* Latihan *
Berapa baris dalam entri di bawah yang memuat kata "negative"? Sebutkan jumlahnya saja; huruf besar dan kecil dibedakan.

* Cuplikan Entri *
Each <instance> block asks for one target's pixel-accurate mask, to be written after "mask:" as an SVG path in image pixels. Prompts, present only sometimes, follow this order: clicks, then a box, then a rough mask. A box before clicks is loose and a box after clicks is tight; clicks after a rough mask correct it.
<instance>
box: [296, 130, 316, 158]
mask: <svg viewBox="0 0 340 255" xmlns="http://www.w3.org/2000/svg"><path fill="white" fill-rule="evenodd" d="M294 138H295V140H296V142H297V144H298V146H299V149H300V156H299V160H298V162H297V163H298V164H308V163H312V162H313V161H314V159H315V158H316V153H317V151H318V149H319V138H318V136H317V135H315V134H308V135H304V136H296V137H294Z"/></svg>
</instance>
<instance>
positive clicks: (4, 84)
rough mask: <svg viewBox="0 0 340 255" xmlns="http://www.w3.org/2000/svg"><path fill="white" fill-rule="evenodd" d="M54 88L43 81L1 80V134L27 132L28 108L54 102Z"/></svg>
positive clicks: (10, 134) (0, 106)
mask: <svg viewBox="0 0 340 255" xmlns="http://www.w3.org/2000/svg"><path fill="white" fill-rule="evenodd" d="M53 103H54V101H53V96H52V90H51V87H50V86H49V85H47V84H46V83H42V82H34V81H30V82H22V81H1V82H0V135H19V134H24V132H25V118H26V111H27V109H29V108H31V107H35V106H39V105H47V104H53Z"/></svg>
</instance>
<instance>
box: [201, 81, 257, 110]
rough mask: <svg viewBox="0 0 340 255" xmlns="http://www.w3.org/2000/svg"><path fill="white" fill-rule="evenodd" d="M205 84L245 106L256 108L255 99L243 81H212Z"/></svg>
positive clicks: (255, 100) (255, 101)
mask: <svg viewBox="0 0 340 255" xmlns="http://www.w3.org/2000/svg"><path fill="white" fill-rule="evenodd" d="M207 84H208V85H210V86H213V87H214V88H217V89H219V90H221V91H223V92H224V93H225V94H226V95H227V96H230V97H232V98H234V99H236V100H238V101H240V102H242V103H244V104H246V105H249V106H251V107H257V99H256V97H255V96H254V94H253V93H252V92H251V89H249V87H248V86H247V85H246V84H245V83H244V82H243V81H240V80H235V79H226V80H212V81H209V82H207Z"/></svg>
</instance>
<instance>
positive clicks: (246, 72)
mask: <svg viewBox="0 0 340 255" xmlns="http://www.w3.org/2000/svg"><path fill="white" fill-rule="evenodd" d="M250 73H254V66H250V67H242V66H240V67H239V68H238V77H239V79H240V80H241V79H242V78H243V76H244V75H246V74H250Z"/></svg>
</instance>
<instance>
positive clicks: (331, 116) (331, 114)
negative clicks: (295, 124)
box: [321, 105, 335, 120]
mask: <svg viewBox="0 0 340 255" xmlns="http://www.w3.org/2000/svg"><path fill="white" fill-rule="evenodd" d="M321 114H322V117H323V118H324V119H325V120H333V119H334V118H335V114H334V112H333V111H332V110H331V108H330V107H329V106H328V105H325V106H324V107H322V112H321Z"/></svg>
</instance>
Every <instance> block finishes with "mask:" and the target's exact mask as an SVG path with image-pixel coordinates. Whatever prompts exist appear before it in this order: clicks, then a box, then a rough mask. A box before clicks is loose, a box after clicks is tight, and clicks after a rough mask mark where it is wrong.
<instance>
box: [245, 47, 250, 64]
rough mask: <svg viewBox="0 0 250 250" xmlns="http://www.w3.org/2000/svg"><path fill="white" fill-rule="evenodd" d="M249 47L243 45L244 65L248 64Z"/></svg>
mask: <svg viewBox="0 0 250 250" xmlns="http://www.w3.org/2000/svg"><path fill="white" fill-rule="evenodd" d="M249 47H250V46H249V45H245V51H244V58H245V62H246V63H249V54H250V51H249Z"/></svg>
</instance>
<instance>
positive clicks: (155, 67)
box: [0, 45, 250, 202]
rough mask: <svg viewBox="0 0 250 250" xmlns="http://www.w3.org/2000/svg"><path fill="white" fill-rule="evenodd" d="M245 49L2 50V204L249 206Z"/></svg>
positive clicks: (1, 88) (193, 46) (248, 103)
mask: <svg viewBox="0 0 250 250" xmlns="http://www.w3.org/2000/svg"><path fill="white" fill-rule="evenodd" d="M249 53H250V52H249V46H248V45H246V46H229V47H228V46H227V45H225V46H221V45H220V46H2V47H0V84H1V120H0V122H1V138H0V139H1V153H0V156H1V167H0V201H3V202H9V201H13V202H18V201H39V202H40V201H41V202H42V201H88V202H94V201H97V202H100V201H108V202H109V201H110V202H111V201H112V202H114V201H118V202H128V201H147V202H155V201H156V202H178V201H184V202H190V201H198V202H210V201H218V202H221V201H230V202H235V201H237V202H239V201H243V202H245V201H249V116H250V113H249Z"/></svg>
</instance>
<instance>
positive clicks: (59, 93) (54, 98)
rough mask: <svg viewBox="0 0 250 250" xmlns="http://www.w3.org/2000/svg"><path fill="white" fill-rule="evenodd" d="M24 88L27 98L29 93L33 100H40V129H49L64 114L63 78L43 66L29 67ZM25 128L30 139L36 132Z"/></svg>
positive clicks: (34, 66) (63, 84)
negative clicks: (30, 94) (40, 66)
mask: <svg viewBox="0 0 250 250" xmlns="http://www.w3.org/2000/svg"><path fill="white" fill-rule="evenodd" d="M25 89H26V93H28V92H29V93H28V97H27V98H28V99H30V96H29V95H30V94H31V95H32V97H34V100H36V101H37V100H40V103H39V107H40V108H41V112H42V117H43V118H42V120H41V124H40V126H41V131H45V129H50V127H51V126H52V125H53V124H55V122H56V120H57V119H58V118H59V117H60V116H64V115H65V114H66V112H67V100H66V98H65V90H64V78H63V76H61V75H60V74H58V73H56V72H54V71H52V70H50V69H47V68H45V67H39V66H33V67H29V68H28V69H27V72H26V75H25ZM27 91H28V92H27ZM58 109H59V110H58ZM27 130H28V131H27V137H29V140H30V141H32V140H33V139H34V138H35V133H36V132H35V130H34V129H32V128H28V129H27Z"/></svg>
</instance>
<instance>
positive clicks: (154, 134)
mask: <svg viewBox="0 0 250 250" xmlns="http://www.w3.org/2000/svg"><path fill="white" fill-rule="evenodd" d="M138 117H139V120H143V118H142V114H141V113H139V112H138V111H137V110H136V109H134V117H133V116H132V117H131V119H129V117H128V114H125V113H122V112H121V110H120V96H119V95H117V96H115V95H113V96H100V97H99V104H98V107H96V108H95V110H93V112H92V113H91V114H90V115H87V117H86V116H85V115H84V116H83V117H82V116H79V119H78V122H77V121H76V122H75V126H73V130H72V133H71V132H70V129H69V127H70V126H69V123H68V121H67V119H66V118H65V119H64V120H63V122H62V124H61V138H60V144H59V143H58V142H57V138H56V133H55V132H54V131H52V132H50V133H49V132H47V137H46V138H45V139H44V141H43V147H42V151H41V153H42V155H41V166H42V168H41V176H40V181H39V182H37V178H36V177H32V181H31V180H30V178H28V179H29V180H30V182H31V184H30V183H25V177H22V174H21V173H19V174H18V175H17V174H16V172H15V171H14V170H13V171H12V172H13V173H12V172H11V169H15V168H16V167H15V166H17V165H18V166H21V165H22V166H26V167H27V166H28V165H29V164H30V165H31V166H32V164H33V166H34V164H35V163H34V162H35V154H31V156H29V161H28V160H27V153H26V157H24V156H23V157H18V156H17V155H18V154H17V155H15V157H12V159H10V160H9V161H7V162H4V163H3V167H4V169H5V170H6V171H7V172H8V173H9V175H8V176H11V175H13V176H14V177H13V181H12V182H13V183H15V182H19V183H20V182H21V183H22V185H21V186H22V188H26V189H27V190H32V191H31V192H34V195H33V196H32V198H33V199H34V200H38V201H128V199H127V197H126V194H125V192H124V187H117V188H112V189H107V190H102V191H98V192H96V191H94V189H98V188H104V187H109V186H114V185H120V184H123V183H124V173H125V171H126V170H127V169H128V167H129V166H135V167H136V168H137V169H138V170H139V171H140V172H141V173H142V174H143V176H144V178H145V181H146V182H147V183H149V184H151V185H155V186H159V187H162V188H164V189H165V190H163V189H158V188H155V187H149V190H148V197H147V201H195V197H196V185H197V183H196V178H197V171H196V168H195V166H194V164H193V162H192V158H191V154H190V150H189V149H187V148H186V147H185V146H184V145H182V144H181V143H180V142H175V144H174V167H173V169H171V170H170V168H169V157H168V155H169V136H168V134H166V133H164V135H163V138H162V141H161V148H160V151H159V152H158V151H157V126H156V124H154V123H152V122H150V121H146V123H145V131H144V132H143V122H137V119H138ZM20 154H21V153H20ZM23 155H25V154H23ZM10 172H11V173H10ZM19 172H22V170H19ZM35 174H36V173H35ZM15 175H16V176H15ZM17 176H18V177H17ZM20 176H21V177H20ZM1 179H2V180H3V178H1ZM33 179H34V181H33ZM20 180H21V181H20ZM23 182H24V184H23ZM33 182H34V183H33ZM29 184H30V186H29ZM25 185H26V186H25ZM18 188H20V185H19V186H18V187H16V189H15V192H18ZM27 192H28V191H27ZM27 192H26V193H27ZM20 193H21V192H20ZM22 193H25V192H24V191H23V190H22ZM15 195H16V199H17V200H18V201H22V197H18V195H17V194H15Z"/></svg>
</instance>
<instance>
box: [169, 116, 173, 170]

* Hasil Latihan *
2